_What is expected_:
Only the pictures are omitted; repeat all other data exactly.

Records contained in a dataset
· · · · · · ·
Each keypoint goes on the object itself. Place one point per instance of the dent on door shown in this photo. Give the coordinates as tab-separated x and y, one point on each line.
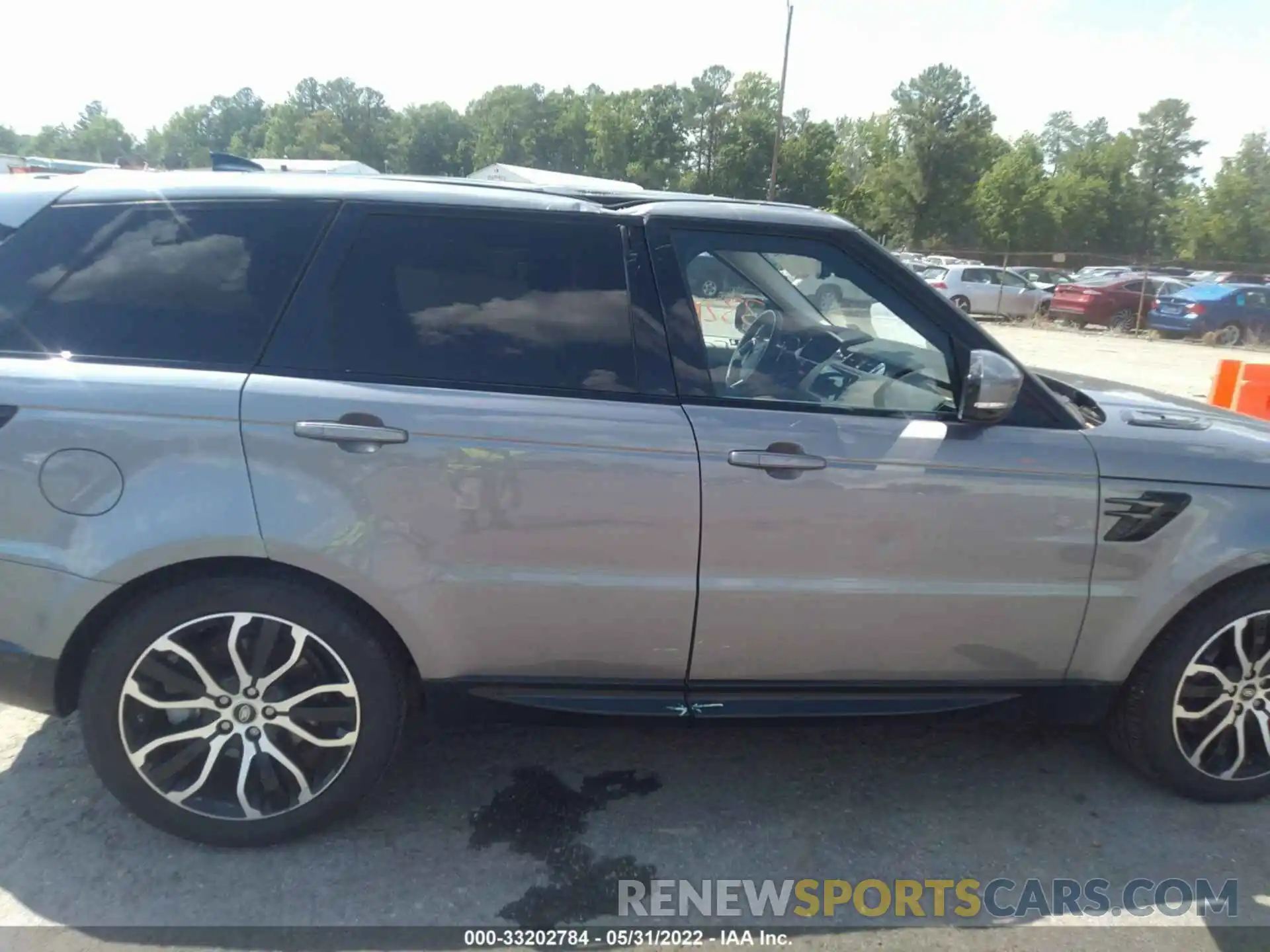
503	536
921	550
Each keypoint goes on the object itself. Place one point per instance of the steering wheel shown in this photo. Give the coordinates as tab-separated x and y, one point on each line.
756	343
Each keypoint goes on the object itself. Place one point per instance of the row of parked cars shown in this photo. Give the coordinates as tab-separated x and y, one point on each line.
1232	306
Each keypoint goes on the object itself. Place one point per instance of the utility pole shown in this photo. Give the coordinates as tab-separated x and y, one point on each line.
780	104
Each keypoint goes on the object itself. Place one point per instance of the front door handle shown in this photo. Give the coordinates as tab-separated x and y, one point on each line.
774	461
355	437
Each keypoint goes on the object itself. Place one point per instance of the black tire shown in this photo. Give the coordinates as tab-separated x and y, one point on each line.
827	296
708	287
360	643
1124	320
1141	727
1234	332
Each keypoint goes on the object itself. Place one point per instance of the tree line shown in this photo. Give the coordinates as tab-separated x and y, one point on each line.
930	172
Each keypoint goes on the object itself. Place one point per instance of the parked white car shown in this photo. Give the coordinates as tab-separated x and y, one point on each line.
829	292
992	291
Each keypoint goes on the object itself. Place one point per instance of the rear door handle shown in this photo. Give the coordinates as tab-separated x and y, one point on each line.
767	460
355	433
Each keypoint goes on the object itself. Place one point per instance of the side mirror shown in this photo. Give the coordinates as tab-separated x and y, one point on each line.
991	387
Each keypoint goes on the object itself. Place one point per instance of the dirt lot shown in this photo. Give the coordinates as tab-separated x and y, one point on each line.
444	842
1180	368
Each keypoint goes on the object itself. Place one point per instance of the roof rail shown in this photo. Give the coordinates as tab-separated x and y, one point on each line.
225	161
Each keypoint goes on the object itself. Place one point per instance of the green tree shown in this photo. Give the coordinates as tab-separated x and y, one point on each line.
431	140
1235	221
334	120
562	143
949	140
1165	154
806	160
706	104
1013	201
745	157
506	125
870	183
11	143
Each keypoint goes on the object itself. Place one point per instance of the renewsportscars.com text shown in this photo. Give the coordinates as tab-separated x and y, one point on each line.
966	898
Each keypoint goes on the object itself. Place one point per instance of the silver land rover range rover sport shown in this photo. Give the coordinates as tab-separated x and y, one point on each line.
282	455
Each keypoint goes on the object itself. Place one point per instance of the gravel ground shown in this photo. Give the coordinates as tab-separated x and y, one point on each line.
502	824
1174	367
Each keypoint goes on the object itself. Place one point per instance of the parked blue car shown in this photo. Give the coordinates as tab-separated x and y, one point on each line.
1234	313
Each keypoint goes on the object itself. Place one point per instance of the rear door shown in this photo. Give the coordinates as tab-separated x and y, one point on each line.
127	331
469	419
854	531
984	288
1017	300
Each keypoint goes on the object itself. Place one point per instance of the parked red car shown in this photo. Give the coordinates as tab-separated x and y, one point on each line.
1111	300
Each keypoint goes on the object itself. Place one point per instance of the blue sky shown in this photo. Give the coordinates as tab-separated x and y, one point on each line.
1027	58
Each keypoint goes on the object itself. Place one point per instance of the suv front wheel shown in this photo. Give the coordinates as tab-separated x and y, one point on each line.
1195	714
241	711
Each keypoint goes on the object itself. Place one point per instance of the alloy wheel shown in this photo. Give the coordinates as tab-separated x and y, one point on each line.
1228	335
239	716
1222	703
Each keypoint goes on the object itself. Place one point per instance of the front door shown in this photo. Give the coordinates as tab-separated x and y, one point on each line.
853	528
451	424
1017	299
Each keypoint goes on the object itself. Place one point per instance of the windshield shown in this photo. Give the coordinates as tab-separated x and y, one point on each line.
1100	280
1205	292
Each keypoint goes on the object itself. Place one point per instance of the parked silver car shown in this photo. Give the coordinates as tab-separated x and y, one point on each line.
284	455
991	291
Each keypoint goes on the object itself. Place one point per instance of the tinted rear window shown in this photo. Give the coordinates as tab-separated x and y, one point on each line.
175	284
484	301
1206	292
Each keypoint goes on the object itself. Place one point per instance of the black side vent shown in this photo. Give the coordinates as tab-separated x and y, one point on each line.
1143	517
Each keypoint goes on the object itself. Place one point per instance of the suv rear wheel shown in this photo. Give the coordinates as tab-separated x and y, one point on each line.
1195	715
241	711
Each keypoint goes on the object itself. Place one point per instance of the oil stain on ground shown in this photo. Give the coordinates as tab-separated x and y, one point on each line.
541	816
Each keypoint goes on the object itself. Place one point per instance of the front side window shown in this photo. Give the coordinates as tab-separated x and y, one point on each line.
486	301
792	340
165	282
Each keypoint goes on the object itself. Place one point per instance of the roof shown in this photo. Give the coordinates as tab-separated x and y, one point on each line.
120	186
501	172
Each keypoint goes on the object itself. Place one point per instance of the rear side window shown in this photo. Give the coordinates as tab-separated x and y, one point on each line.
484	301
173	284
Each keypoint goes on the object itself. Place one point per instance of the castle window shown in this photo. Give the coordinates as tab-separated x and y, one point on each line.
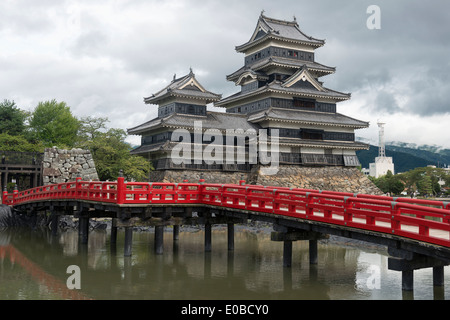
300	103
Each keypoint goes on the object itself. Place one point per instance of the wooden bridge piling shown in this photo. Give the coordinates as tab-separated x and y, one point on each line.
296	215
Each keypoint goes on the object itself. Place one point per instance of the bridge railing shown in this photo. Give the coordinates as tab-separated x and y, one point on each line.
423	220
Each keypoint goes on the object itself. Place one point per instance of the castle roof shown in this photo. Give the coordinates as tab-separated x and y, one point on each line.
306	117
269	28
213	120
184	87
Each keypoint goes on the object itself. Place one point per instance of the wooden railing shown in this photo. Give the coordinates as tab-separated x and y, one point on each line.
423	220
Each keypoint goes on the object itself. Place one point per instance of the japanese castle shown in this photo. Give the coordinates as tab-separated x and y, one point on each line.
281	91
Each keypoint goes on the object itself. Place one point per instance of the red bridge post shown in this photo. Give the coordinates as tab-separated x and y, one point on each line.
· · · · · · ·
_Task answer_:
Each keypoint goes on the object itself. Place one point per instance of the dent on door shown in this photo. Give the coordinates as tab-separated x and y, one point on each line.
503	536
921	550
Each keypoint goes on the object itself. Place one point per instance of the steering wheel shown in this photo. Give the coordinates as tab-separated x and y, one point on each line.
756	343
Each keypoint goes on the object itself. Place one point per instance of the row of parked cars shown in this photo. Give the coordinates as tab-separated x and y, one point on each line.
1232	306
Each keypoint goes on the object itself. Place one point per instance of the utility pole shown in this photo. Give the coordinates as tab-separated x and y, one point on each line.
780	104
Each keypoint goes on the object itself. Place one point per instance of the front door handle shown in this photo. Give the coordinates as tab-separated x and y, one point on each line.
774	461
355	437
Each keypoint goes on the object itself. Place one point per instance of the black tire shown in this photo. Give the coordinates as tab-separated x and y, one point on each line.
827	296
708	287
360	643
1124	320
1141	727
1234	332
Each keypoint goes on the object itself. Place one point per instance of the tree line shown in this photo. Give the coordinates as tab-separated x and y, one point on each line.
930	172
Each keypoint goes on the object itself. Place one point per instance of the parked white car shown in this photo. Give the coordinates as tab-separated x and y, one point on each line.
829	292
992	291
Each keypoint goes on the object itself. Place one point per instance of the rear door handle shown in this photo. Give the coordinates as tab-separated x and y, one point on each line.
767	460
355	433
Each keypoint goes on the object itself. Place one point per instance of the side mirror shown in this photo. Give the coordinates as tab-separated x and y, one point on each line.
991	387
Each keypoint goes on the object itself. Place one point per instance of the dirt lot shown in this photo. Give the coordinates as tab-separated x and y, one point on each line.
444	842
1180	368
Each keypoint goes on the object itself. Place one point per instance of the roof rail shown in this photo. Give the coordinates as tab-separated x and y, one point on each line.
225	161
Each keypoint goes on the object itself. Place one point per instance of the green tree shown in this photo. Give the coordinates as tab-separated x and y, one point on each line.
431	140
1235	221
334	120
562	143
949	140
1165	154
806	160
706	104
1013	201
745	157
506	125
870	183
11	143
Each keypoint goes on the object itself. Place one point per instance of the renewsportscars.com text shown in this photo. Give the coordinates as tab-separated x and y, one point on each line.
966	898
Each keypoint goes on the object itself. Place one point per instance of the silver land rover range rover sport shown in this photo. Give the coordinates as tab-separated x and y, one point on each line.
282	455
Each keypoint goes on the object itself. Place one point per instance of the gravel ground shown in this photo. Give the coordinates as tab-separated x and y, one point on each line.
502	824
1174	367
Each keypoint goes on the object itself. Place one point per instance of the parked blue car shown in this photo. Give the coordinates as tab-separated x and y, one point on each line.
1234	313
Each keypoint goes on the object itself. Place one point per instance of the rear door shown in this photo. Give the coordinates as tab-separated x and y, one point on each line.
127	331
469	419
854	531
984	288
1017	300
Each keypoint goes on the object itself. Place one point per instance of the parked red car shown in this photo. Give the coordinates as tab-separated x and y, one point on each line.
1111	300
Each keypoint goes on the object itself. Place one point per instance of the blue sky shown in this photo. Give the coordinates as tab-separated x and y, one point on each line.
1027	58
Each keypoint goes on the object itself. Place one point per instance of the suv front wheel shown in this photo. Give the coordinates as tab-separated x and y, one point on each line.
1195	714
241	711
Each keypoint goes on the object itself. Place one point per instance of the alloy wheel shown in this photo. Give the coordinates as tab-separated x and y, one point on each line.
1228	335
239	716
1222	703
Each keypoint goes on the object itself. Place one point per instance of the front door shown in this photo. Give the coordinates as tab-separated x and y, one point on each line.
853	528
451	424
1017	299
Each keypoint goes on the object itself. Place one point per instance of the windshield shown in this photo. Give the coordinates as tab-separated x and y, one point on each line.
1100	280
1205	292
Each keypoint goes on the object itself. Place one point per instance of the parked silver car shown in this photo. Give the coordinates as tab-separated x and y, one point on each line.
284	455
991	291
Each keypoint goes on the object itself. Place one point per instance of the tinted rear window shown in this photo. Give the coordinates as tab-separated x and y, one point on each line.
175	284
484	301
1206	292
Each keypoint goes on the object itself. Place one point per instance of the black side vent shown in this photo. Give the coordinates as tab-separated x and y, one point on each line.
1143	517
Each keypoint goes on the object itself. Place one point per instance of the suv rear wheel shown in this photo. Give the coordinates as tab-separated x and y, one point on each line.
1195	715
241	711
Each keypoint goes on the object itself. Place one point per instance of the oil stain on ground shown in this photo. Give the coordinates as tab-separated x and y, one point on each line.
541	816
Each keypoint goes on the object itself. Place one point per instance of the front side window shown in this photo. Give the coordinates as tab-separated x and y, one point on each line.
486	301
792	340
165	282
Each keypoint goes on the object itself. Place one point per instance of the roof shown in this photo. Give the coordinates as tab-separated x and y, one point on each line.
120	186
501	172
Each keypoint goes on the object itself. Place one point per instance of the rear side window shown in this photo. Give the coordinates as tab-separated x and y, one point on each line.
484	301
173	284
Each keypoint goes on the object itself. Place one point per instance of the castle window shown in this photo. Give the coordinates as tab-separated x and y, one point on each line.
300	103
Each keypoint goes on the object itself. Place one point per instance of the wooden bridge piling shown in this photo. Give the coordinates as tab-separated x and y, one point on each line.
296	215
Each keypoint goes on the object itself. Place one point per instance of the bridge railing shown in this photo. Give the coordinates as tab-separated x and y, one point on each line.
423	220
Each keypoint goes on the object itself. Place one point per instance of the castle roof shown in this photo. Give the coordinates as tab-separated x and y, one point on each line.
306	117
269	28
213	120
184	87
Each keypoint goes on the object itself. Place one point per instance of the wooden railing shown in this photo. Give the coordinates as tab-separated x and y, one point on each line.
423	220
Each keypoint goes on the object itself. Place one point per instance of the japanese castle shown in this photo. Give the coordinates as tab-separated x and y, one point on each line.
281	91
Each keypoint goes on the object itself. Place one point per instance of the red bridge post shown in this photo. Give the coordinates as tab-separated x and y, one point on each line.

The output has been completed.